==== RECORDS PROVIDED

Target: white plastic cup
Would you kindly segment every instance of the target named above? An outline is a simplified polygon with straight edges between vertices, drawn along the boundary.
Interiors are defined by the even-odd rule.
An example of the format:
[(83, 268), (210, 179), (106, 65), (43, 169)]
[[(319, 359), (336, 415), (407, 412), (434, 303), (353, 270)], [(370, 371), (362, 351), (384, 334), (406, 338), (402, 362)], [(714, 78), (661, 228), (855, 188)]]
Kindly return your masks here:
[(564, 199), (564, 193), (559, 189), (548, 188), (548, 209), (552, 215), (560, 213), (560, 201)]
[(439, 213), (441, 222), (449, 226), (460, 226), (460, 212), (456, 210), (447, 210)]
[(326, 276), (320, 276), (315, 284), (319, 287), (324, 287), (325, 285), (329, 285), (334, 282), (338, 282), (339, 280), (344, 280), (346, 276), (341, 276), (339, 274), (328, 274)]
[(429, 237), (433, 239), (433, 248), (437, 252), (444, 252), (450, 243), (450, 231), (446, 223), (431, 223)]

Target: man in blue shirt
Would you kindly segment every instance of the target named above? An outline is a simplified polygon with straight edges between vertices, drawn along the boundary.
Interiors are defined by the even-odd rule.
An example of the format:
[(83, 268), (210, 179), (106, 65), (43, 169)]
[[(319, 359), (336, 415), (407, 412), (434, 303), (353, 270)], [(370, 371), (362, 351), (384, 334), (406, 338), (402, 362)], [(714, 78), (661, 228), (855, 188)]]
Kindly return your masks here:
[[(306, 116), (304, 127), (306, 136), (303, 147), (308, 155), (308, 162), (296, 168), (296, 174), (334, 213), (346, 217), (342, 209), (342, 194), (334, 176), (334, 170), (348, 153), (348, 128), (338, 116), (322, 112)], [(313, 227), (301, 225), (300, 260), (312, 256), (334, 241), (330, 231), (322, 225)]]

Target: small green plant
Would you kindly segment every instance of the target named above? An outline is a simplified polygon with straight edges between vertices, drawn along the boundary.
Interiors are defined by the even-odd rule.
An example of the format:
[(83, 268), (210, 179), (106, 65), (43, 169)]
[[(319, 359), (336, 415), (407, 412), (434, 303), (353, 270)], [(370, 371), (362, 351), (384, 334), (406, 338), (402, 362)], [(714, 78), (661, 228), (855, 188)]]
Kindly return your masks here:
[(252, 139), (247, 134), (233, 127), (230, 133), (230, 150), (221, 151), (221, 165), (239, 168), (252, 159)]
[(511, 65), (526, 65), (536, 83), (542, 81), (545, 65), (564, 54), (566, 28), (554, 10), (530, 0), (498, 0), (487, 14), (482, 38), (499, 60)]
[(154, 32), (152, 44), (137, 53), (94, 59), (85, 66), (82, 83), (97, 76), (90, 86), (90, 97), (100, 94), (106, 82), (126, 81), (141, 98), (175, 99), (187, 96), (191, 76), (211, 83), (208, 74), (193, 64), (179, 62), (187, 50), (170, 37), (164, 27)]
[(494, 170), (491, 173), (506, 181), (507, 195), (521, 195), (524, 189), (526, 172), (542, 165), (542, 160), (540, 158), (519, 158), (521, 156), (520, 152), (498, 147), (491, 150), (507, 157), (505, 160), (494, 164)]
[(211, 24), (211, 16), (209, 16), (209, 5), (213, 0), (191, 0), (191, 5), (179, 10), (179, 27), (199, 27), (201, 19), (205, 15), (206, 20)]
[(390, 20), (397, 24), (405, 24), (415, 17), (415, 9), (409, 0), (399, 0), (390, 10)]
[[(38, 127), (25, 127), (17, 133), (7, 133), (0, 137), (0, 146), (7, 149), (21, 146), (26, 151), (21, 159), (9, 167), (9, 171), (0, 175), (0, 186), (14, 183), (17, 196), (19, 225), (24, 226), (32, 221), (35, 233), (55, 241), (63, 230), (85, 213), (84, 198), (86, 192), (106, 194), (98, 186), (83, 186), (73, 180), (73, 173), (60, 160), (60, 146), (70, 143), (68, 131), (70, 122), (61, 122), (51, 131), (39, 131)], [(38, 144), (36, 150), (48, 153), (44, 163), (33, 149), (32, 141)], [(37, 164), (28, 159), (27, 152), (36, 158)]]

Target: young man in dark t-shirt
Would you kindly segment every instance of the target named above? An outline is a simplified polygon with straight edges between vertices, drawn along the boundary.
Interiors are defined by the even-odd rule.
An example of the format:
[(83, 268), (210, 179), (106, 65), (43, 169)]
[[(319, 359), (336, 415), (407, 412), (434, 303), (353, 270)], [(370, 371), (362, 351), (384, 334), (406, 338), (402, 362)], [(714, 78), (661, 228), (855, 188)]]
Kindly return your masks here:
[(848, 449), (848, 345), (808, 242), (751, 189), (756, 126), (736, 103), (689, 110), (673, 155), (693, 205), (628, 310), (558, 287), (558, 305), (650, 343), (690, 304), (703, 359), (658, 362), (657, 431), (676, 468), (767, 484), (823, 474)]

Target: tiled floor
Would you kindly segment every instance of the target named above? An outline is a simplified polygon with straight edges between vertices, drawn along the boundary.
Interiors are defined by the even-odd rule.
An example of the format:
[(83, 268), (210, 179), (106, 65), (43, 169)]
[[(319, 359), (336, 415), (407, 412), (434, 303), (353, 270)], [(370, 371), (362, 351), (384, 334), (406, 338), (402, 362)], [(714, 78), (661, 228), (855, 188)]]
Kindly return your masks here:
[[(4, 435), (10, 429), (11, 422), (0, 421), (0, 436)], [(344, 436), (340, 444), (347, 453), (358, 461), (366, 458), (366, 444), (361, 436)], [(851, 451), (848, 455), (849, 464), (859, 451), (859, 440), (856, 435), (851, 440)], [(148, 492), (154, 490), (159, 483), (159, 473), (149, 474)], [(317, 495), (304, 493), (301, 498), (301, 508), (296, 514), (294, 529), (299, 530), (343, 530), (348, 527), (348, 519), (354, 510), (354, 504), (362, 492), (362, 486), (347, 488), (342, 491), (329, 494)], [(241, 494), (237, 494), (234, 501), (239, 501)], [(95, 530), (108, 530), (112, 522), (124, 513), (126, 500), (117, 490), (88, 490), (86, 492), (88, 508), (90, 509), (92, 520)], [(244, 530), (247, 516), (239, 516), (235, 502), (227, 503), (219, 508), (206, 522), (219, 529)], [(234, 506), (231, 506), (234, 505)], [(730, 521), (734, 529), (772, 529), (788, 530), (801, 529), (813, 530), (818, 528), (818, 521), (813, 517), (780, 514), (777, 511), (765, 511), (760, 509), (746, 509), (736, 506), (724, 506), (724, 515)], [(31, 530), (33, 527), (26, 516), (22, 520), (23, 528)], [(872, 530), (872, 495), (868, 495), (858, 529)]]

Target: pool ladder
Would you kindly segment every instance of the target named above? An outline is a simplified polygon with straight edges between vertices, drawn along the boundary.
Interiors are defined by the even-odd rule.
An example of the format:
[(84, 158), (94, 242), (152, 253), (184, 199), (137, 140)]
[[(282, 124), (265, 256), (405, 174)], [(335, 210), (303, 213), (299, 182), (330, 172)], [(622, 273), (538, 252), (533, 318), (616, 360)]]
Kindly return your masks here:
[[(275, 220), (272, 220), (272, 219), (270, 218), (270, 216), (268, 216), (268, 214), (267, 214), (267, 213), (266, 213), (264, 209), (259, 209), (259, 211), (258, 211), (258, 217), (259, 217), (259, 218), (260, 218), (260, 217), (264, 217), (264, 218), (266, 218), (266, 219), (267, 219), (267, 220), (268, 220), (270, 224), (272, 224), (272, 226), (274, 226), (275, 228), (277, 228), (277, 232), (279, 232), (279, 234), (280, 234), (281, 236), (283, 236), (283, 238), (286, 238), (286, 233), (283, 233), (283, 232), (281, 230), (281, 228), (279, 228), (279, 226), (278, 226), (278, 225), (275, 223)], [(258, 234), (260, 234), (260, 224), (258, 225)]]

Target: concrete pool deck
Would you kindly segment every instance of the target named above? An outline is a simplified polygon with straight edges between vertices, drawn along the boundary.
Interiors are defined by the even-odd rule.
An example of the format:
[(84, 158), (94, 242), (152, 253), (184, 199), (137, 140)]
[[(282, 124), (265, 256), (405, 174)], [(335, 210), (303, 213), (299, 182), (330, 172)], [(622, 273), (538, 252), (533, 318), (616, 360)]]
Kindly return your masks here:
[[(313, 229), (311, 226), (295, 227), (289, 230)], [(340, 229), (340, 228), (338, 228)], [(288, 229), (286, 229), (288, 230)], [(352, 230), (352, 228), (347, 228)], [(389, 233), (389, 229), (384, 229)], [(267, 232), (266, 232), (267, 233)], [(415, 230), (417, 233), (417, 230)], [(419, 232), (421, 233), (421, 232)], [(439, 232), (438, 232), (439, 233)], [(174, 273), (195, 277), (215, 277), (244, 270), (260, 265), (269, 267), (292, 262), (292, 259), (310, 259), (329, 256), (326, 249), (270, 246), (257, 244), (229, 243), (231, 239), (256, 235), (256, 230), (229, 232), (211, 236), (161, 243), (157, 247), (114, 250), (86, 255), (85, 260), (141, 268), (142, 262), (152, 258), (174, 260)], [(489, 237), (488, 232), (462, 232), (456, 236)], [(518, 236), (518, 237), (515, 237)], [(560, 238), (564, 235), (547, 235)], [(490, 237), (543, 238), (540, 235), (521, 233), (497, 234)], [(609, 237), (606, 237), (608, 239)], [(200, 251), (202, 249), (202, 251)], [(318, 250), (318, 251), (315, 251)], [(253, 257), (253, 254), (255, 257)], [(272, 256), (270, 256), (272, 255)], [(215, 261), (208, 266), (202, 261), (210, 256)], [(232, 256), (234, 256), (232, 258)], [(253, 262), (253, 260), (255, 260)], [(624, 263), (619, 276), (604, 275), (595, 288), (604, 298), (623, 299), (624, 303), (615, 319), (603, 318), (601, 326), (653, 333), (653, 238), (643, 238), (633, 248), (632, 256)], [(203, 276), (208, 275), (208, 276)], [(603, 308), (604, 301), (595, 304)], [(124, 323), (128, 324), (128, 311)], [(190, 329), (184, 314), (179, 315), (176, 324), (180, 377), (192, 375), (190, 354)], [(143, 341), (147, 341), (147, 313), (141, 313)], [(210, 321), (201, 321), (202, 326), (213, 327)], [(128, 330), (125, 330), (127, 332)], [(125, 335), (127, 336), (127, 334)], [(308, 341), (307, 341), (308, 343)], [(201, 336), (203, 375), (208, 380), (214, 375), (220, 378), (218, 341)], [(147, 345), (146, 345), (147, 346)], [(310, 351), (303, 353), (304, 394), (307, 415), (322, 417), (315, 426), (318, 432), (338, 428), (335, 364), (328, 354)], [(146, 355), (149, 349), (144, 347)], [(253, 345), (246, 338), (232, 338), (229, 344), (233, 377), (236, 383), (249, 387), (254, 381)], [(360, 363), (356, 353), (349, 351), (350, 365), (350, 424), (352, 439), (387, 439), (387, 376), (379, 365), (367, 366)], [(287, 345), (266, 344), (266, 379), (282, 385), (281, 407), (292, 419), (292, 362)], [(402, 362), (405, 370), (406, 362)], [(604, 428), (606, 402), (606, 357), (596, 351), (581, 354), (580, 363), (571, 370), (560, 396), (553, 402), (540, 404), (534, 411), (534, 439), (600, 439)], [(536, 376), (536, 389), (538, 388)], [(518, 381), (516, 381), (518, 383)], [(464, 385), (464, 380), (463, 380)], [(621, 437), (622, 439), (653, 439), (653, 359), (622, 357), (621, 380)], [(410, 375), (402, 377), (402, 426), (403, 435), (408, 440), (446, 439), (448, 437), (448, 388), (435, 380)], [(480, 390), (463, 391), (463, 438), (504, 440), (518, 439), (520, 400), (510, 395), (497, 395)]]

========

Pick out every line of the data above that contains the word "shirt", and copy each one in full.

» SOLVED EXERCISE
Target: man in blue shirt
Target: young man in dark t-shirt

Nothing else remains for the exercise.